Dataset rows showing where objects appear =>
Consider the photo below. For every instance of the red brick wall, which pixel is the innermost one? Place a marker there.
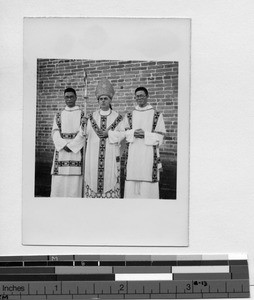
(54, 75)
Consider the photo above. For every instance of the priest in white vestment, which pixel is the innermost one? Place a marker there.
(145, 130)
(104, 132)
(67, 162)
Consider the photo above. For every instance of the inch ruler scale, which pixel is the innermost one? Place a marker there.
(123, 277)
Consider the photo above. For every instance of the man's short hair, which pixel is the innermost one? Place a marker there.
(70, 90)
(141, 88)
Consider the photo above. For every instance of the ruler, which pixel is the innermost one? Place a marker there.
(123, 277)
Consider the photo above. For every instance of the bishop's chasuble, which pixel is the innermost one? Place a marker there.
(143, 157)
(102, 162)
(67, 166)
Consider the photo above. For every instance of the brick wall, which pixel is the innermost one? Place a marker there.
(54, 75)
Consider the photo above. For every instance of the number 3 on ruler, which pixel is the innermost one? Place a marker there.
(121, 289)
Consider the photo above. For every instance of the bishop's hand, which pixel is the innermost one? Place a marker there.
(139, 133)
(67, 149)
(103, 134)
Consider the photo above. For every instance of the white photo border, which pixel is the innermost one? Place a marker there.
(114, 222)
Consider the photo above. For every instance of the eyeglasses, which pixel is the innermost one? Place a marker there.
(140, 97)
(69, 97)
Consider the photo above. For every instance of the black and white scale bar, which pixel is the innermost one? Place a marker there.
(123, 276)
(147, 289)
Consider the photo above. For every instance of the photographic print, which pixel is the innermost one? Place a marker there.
(106, 131)
(59, 173)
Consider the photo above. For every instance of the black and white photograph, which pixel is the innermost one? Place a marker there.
(106, 130)
(134, 156)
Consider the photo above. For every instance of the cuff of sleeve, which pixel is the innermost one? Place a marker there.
(129, 135)
(151, 138)
(112, 137)
(60, 145)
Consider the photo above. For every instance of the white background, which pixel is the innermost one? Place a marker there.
(222, 110)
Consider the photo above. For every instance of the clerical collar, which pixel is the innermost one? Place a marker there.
(105, 112)
(71, 108)
(147, 107)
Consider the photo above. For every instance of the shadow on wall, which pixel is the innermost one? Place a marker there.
(167, 182)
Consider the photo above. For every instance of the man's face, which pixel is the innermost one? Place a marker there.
(141, 98)
(70, 99)
(104, 102)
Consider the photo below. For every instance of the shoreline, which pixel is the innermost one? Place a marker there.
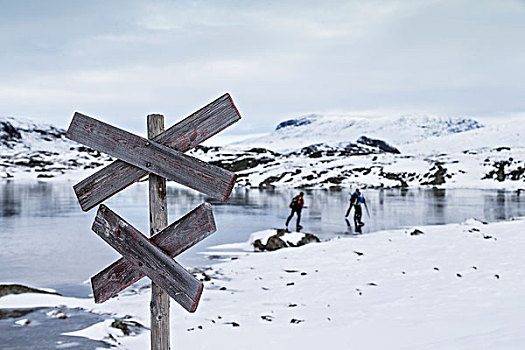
(454, 285)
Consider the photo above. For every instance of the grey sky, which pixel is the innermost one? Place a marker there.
(120, 60)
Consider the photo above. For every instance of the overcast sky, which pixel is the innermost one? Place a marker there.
(121, 60)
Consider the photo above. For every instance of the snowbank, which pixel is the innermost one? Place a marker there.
(457, 286)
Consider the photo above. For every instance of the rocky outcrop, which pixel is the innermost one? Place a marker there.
(280, 240)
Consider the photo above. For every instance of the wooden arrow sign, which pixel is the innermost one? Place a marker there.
(182, 136)
(146, 257)
(151, 156)
(173, 240)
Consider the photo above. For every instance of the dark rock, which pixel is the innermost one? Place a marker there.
(396, 177)
(438, 176)
(16, 313)
(295, 321)
(275, 242)
(382, 145)
(9, 134)
(127, 327)
(242, 164)
(6, 289)
(267, 318)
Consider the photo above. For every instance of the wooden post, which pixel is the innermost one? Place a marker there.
(158, 214)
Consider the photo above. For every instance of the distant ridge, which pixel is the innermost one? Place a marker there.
(331, 130)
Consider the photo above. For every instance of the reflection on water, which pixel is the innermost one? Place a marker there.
(46, 240)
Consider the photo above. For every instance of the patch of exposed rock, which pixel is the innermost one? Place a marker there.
(280, 240)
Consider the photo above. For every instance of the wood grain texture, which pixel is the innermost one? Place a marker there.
(173, 240)
(152, 156)
(182, 136)
(158, 219)
(178, 283)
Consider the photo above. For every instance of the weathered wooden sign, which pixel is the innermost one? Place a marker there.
(161, 156)
(151, 156)
(173, 240)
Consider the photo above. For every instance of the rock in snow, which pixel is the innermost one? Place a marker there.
(403, 292)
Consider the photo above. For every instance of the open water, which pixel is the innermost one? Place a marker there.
(46, 241)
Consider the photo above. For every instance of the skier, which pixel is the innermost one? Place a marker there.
(355, 201)
(296, 205)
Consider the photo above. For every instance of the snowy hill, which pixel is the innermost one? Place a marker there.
(409, 151)
(314, 152)
(313, 129)
(40, 150)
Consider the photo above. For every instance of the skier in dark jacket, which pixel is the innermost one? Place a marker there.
(355, 201)
(296, 205)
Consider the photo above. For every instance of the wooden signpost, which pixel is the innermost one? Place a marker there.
(161, 156)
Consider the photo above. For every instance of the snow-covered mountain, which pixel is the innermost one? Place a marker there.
(314, 152)
(40, 150)
(408, 151)
(301, 132)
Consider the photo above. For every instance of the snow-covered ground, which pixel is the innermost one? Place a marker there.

What to work on => Reproduce every one of the lines above word for word, leaving out the pictures.

Response to the exercise =>
Consider the photo below. For every instance of the red brick wall, which pixel is the innermost one? Place a marker there.
(54, 75)
Consider the photo above. For every instance of the priest in white vestment, which pixel is the innermost one? Place a marker there.
(145, 130)
(104, 132)
(67, 162)
Consider the photo above. For every instance of the inch ruler scale, which pixel is the innermost one? Place a marker there.
(123, 277)
Consider the photo above. For every instance of the man's short hair, which pixel is the innermost one? Place a marker there.
(70, 90)
(141, 88)
Consider the photo above. For every instance of the ruler, which pixel is the innermost one? Place a marker there.
(123, 277)
Consider the photo above. For every instance of the bishop's chasuble, which pixel is the innermost one? Place a marker there.
(143, 157)
(102, 162)
(67, 166)
Consider the photo above. For every instance of the brick wall, which pixel is the innermost one? Place a marker there.
(54, 75)
Consider the photo above. For every instance of the number 3 on ruler, which pixel is the innermost one? Place a marker there.
(121, 289)
Consider the photo above. For every instance of the bishop's hand, which pixel is the innermost one? Place a marker there.
(139, 133)
(67, 149)
(103, 134)
Consider the photo above. For every instance of the white photo border, which pixel is the innermost one? Place a marker there.
(114, 222)
Consider the photo above. For every instance of the eyeglasses, which pixel is the innermost one? Place a marker there.
(140, 97)
(69, 97)
Consider the photo above. For every instance of the black and white scale bar, which pixel is the innermost one? Place a marker there.
(123, 276)
(147, 289)
Consider the photo above. For every instance of the photographic print, which pixel is the innermost one? Place a marker there.
(106, 131)
(59, 173)
Consider the photo above. For every instance of the black and white photograph, which pixel is the innermost one? Place a marker there.
(106, 130)
(134, 156)
Consider the photo above. For every instance of the cuff of sleeve, which pixel is the innermost one? Place a marker there.
(129, 135)
(151, 138)
(112, 137)
(60, 145)
Consider the photo above. For every instance of the white background, which pixel is the innermost one? Place a marker there.
(222, 110)
Consider the photo above. For every instance of the clerical collar, which pixel is the innermost one? Place a marker there.
(105, 112)
(71, 108)
(147, 107)
Consider the photo above. For every instance of the shadow on wall, which pixel is the innermost one? Place a marker there.
(167, 182)
Consider the photo above. For every instance of the man's face, which pixel is the innermost one? Place a marker there.
(141, 98)
(70, 99)
(104, 102)
Consider the photo below. For every instance of the shoreline, which pixel is the innermost one? Place a marker there.
(454, 285)
Consider the photo above. For every instance of the grey sky, which pixel is the innermost one? Place a marker there.
(120, 60)
Consider the photo above. For every instance of the overcast sky, which pixel is the innermost one? Place a marker there.
(121, 60)
Consider the photo above. For every instance of the snowbank, which pixel is the innermost one? Place a marker there.
(457, 286)
Consider the photo above. For every instance of the rocky outcrop, which pixel is the innermost one? Place a marker there.
(280, 240)
Consider the photo above. For every instance of the wooden arrow sign, which pixel is the innermost one? Place a marker there.
(182, 136)
(146, 257)
(151, 156)
(173, 240)
Consider the photo above. For every instance of the dark rock, which pixel is the innermost one? Place a marker there.
(396, 177)
(438, 176)
(16, 313)
(295, 321)
(275, 242)
(382, 145)
(9, 134)
(127, 327)
(242, 164)
(6, 289)
(267, 318)
Consider the photo above. For every instance of the wooden post, which pixel is the innermost one? Place a marker there.
(158, 214)
Consider the photo above. For every instance of the distant ridge, which pixel is the innermost one? Place a marker there.
(331, 130)
Consider the photo above. For every instance of the reflection on water, which pixel is the innermost one? Place a marker there.
(46, 240)
Consider the photo above. For every instance of the patch of exposed rock, which pixel is the innermost one? Place a marker there.
(280, 240)
Consider the photo above. For every instance of the wood grain texture, which pixel is the innermost one? Place a marker there.
(173, 240)
(152, 156)
(182, 136)
(158, 219)
(178, 283)
Consider the photo above. For every instance of the weathered wooden sign, which pixel is the innermost one? Place a marker there.
(161, 156)
(151, 156)
(173, 240)
Consider the photo above. For every instance of the rock in snow, which pixel is the innermost one? Place a marker there.
(403, 292)
Consider the photo above. For every instance of the open water, which pixel is the innermost one? Place a marker there.
(46, 241)
Consider the photo above. For every instance of the skier, which pixel is the innermost one? Place a marker there.
(355, 201)
(296, 205)
Consider the photo above. For every instance of the snowy hill, which pixel is the innermost one? Place a marker there.
(409, 151)
(314, 152)
(313, 129)
(40, 150)
Consider the photo above. For every instance of the skier in dark jacket, which pixel is the innermost one? Place a marker there.
(355, 201)
(296, 205)
Consider the photo above. For every instance of the wooden signpost, which pixel is the innermost one? Place a marker there.
(161, 156)
Consider the photo above. For every instance of the snow-covered mountain, which pixel is the innermost one? Place a marker there.
(314, 152)
(40, 150)
(408, 151)
(301, 132)
Consider the photo above. For every instance of the snow-covered ground, which pixel is the innermost one? Place a marker there.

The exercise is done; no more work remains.